ASSIGNMENT:
Answer each question from the guide on managing welder's flash below.
(a) How often should the preservative-free lubricant eye drops be applied?
(b) Why should topical NSAIDs be avoided?
(c) What level of visual acuity calls for urgent ophthalmology consultation?

Management of Welder's Flash (Photokeratitis)
Immediate symptomatic treatment with topical antibiotics, lubricants, and cycloplegics is the cornerstone of management, with complete resolution expected within 24-72 hours. 1, 2
Immediate Assessment
Document the following key features:
- Visual acuity in both eyes—any vision worse than 20/40 requires urgent ophthalmology consultation 3
- Fluorescein staining pattern—photokeratitis characteristically shows punctate epithelial erosions limited to the palpebral fissure (the area exposed between the eyelids) 1
- Presence of conjunctival hyperemia, lacrimation, photophobia, and blepharospasm—these are hallmark features of UV-induced keratitis 1, 4
- Timing of exposure—symptoms typically appear within a few hours after UV exposure and resolve within 72 hours 2
Treatment Protocol
Topical Antibiotic Prophylaxis
- Initiate broad-spectrum topical antibiotics (moxifloxacin or levofloxacin four times daily) to prevent secondary bacterial keratitis, especially when corneal epithelial defects are present 5
- Continue antibiotics until epithelial healing is complete, typically 2-3 days 1
Intensive Lubrication
- Apply preservative-free lubricant eye drops (hyaluronate or carmellose) every 2 hours to maintain corneal epithelial integrity and promote healing 5
- Continue frequent lubrication throughout the acute phase until symptoms resolve 5
Cycloplegic Agents for Pain Control
- Consider cycloplegic drops (cyclopentolate 1% or homatropine 2%) for significant pain and photophobia to reduce ciliary spasm 6
- This provides substantial symptomatic relief in the acute phase 6
Oral Analgesia
- Prescribe oral NSAIDs or acetaminophen for pain management as needed 1
- Avoid topical NSAIDs due to risk of delayed corneal healing 7
Critical Management Pitfalls
Never patch the affected eye or use therapeutic contact lenses in the acute phase—this significantly increases the risk of secondary bacterial keratitis 5
Avoid topical corticosteroids without ophthalmology supervision—steroids can mask infection signs and worsen conditions such as herpetic keratitis if misdiagnosed 5, 3
Do not prescribe topical anesthetics for home use—these prevent healing and can cause severe corneal toxicity with repeated use 7
Follow-Up and Red Flags
Arrange ophthalmology referral if:
- Symptoms persist beyond 72 hours—photokeratitis should resolve completely within this timeframe 2
- Visual acuity remains worse than 20/40 after initial treatment 3
- Pain worsens or new symptoms develop (suggesting secondary infection or misdiagnosis) 3
- Any corneal infiltrate or stromal involvement is noted—this suggests bacterial or fungal keratitis rather than simple photokeratitis 7, 6
Expected Outcome
Complete resolution with restoration of normal visual acuity (10/10) is expected within 24-72 hours with appropriate treatment 1, 2. The corneal epithelium regenerates rapidly once the UV insult is removed and supportive care is provided 2.

INFORMATION SUPPLIED:
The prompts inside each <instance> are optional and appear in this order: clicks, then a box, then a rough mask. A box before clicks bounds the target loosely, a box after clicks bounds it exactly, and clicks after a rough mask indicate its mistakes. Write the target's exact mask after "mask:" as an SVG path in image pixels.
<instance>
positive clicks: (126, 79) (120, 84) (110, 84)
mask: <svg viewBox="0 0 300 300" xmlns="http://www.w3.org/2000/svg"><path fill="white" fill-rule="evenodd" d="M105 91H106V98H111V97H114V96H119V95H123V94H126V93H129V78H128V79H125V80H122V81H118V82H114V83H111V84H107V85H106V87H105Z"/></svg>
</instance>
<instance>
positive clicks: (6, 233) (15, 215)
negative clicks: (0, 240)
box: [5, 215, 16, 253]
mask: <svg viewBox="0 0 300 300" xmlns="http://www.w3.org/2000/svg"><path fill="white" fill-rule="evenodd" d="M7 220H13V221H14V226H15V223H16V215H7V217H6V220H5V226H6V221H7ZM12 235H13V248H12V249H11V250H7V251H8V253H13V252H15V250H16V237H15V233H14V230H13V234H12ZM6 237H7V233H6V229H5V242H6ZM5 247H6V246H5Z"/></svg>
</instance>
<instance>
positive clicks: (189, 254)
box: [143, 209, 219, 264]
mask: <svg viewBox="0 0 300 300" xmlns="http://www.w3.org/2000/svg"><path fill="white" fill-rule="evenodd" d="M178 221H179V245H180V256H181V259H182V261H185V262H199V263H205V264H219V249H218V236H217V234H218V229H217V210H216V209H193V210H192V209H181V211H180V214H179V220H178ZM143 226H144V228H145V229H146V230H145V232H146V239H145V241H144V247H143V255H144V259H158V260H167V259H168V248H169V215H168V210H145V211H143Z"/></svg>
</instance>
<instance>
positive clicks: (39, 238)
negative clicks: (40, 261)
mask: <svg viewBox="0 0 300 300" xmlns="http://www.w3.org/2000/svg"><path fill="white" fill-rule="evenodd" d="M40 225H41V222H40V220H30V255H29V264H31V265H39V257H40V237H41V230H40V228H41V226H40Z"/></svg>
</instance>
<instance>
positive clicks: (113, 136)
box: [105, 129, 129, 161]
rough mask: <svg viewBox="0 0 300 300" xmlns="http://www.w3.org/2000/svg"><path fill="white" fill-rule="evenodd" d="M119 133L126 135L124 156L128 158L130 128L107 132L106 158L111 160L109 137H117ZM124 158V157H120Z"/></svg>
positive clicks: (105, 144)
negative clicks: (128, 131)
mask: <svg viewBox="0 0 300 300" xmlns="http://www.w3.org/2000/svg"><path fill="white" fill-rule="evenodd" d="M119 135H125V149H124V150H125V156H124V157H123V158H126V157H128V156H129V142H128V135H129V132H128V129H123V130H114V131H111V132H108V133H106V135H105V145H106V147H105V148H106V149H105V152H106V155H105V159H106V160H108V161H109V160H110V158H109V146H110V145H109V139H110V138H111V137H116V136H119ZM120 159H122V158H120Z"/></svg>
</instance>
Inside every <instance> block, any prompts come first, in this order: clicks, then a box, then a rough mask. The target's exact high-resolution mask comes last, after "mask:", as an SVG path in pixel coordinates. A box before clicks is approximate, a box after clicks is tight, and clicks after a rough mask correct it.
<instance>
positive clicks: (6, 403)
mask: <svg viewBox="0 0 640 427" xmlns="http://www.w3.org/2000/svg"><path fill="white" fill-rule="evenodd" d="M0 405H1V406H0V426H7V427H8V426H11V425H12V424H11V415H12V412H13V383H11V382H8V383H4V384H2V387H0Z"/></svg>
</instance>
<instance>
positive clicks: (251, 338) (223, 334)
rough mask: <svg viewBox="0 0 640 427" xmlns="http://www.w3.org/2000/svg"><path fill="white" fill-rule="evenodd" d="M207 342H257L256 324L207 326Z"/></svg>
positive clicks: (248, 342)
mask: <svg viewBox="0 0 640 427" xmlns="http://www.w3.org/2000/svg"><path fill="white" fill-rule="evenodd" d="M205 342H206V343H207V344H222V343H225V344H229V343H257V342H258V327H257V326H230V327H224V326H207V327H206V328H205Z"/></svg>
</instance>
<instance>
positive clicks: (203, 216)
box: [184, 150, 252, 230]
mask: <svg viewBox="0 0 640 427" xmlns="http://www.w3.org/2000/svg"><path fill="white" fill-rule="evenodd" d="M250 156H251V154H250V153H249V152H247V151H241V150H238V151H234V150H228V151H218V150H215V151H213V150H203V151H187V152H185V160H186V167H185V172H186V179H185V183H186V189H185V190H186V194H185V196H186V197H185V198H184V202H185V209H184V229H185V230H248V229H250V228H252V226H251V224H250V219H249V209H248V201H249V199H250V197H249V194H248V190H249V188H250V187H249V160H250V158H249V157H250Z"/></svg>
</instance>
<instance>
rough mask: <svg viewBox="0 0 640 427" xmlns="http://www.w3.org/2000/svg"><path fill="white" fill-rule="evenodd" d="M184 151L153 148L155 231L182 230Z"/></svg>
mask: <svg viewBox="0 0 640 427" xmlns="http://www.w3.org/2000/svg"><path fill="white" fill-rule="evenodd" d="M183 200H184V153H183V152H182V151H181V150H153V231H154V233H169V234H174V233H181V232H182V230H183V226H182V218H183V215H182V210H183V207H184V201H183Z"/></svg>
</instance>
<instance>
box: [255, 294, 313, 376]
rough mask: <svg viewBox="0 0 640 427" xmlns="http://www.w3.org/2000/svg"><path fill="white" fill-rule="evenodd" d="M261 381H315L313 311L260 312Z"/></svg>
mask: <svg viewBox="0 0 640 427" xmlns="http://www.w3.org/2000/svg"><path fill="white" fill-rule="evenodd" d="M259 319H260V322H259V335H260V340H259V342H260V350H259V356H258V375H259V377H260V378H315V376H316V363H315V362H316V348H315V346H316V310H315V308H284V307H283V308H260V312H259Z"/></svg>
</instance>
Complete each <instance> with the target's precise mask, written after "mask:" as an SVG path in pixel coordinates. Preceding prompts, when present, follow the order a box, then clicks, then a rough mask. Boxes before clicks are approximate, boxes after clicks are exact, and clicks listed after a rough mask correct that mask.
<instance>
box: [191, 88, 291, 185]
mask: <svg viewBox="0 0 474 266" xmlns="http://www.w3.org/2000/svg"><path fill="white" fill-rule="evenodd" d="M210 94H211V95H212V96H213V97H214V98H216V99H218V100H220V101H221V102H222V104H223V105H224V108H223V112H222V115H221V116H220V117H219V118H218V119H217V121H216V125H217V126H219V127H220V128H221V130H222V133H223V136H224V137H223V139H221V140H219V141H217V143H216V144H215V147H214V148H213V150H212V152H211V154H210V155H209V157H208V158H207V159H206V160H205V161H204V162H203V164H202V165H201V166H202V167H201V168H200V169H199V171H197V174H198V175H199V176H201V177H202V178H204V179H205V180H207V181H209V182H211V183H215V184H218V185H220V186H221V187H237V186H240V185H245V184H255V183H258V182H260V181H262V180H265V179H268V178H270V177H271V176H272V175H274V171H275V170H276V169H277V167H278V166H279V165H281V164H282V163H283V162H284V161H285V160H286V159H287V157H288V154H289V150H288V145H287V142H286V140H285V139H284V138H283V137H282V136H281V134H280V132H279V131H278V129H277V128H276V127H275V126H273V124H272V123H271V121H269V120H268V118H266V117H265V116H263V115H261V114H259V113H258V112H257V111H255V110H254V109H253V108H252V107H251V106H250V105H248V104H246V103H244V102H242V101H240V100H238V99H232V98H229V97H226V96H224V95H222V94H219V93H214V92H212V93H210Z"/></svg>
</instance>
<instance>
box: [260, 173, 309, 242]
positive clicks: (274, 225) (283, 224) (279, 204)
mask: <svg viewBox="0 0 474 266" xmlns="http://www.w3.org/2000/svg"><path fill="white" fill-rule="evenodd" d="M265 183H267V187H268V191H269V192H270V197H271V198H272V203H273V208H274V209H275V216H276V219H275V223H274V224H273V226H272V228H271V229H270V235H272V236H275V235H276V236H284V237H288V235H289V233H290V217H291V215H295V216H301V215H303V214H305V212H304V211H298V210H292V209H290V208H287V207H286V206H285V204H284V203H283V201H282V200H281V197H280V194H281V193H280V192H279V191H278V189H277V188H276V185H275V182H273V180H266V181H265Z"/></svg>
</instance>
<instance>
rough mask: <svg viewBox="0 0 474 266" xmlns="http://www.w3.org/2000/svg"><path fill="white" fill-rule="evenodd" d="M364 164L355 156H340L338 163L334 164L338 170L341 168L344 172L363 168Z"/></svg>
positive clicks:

EXPECTED OUTPUT:
(a) Every 2 hours.
(b) They carry a risk of delayed corneal healing.
(c) Vision worse than 20/40 in either eye.